▸ **Selection**:
= = = = = = =
Finally, Binion, seeking to show a comparator, asserts that another employee engaged in similar misconduct and was not fired, but she does not allege that PNC had a policy or practice of ignoring infractions involving the manipulation of the sales incentives or dishonesty in the investigative process. For comparisons to the treatment of another employee to be sufficient to establish disparate treatment actionable under the anti-discrimination statutes, "the quantity and quality of the comparator's misconduct be nearly identical" to that of the plaintiff. Maniccia v. Brown, 171 F.3d 1364, 1368 (11th Cir. 1999). While Binion accuses Carr of manipulating the process by filing an application on behalf of HD, the PNC investigation into that incident did not show the same level of manipulation—and the customer himself declined to accuse Carr of any wrongdoing. The supervisor who decided to give Carr a verbal counseling was a different supervisor—Coryell—who has testified that he does not like to fire people. Moreover, the investigator who conducted the investigation into Carr's conduct was a different investigator and did not recommend termination. Also, there is no evidence that Carr was dishonest during the investigation of HD's loan application. Later, when Carr was involved in Winn's misconduct regarding sending quiz answers employees, the ERIC investigation indicated that Carr was honest about having received the email, but that she did not cheat by using the information sent. Carr is not similarly situated to Binion.
Binion seems to assert that Winn is a comparator because he had been convicted of driving under the influence of alcohol on more than one occasion. That conduct is not similar to Binion's conduct. In addition, once Winn was investigated for the dishonest act of proving answers to a quiz, he was fired.
PNC's decision to terminate Binion after a single incident, given her record of good service for many years, may be an unwise business decision. The relevant question, however, is whether the decision-makers who decided to terminate Binion's employment honestly believed Binion had engaged in manipulative conduct and had been dishonest during the investigation, and whether their beliefs were the reasons for the termination. In this case, the plaintiff has not presented substantial evidence sufficient to allow a reasonable juror to determine a discriminatory reason more likely motivated the decision to terminate Binion than the reason provided by Parker. Questions of business wisdom may exist, as well as questions of fairness, but questions of discrimination are not sufficiently supported. The evidence does not demonstrate that PNC's reason for Binion's termination is pretextual; accordingly, the motion for summary judgment is due to be granted for this additional reason.
= = = = = = =
Rows from a dataset

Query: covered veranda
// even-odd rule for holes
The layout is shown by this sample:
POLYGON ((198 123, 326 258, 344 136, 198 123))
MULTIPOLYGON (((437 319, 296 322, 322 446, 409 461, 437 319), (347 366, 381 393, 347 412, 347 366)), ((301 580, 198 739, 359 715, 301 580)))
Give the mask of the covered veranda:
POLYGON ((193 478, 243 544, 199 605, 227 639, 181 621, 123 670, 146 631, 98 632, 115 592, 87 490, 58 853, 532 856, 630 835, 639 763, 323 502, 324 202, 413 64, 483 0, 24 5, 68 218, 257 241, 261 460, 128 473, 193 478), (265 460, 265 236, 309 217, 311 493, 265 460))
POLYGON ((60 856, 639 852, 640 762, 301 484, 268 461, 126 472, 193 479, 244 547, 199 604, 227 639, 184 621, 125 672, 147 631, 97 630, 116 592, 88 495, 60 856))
= = = = = = =
▸ **Tasks to complete**:
1) Please rewrite the part of the passage on Binion's termination that opens with "Binion seems to" and closes with "he was fired.", renaming "Winn" to "the coworker" throughout.
2) Answer these from the passage on Binion's termination:
(a) Which supervisor decided to give Carr a verbal counseling?
(b) What had Winn been convicted of on more than one occasion?
(c) Which motion is due to be granted?

▸ **Solutions**:
1)
Binion seems to assert that the coworker is a comparator because he had been convicted of driving under the influence of alcohol on more than one occasion. That conduct is not similar to Binion's conduct. In addition, once the coworker was investigated for the dishonest act of proving answers to a quiz, he was fired.

2)
(a) Coryell
(b) Driving under the influence of alcohol
(c) The motion for summary judgment